(Update: On March 3, 2022, after this blog was published, President Biden signed into law the Ending Forced Arbitration of Sexual Assault and Harassment Act.)
Arbitration is an alternative method for resolving legal disputes: instead of a judge and a jury in court, the parties select a private Arbitrator, who makes a binding and final decision about the dispute. While arbitration began as a process used to resolve business disputes between companies, corporations have begun inserting arbitration clauses in the fine print of most consumer contracts (for example, the terms and conditions you click through when shopping online for a product or service), effectively denying individuals the right to a day in court when challenging illegal practices. Companies have also started adding these clauses to employment contracts and agreements. Arbitration between a corporation and a person is commonly referred to as “forced arbitration,” because individual buyers and employment applicants have no real bargaining power: even if you catch and understand the arbitration clause in your contract, are you prepared to go without phone service (for example) or a job if you don’t agree to it?

-------------------------

- **Set of tasks**:
(1) Rewrite the stretch from "(Update: On March" through "and Harassment Act.)" in the passage on forced arbitration, substituting "article" for "blog".
(2) According to the passage on forced arbitration, why is arbitration between a corporation and a person called "forced arbitration"?
The listing that comes next is separate material with no connection to the passage on forced arbitration.

- **Stored data**:
-------------------------

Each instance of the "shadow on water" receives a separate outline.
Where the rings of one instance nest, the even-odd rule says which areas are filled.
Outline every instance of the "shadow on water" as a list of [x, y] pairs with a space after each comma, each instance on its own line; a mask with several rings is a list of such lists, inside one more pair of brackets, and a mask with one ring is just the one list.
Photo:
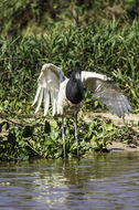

-------------------------

- **Answers for each item**:
(1)
(Update: On March 3, 2022, after this article was published, President Biden signed into law the Ending Forced Arbitration of Sexual Assault and Harassment Act.)

(2) Individual buyers and employment applicants have no real bargaining power.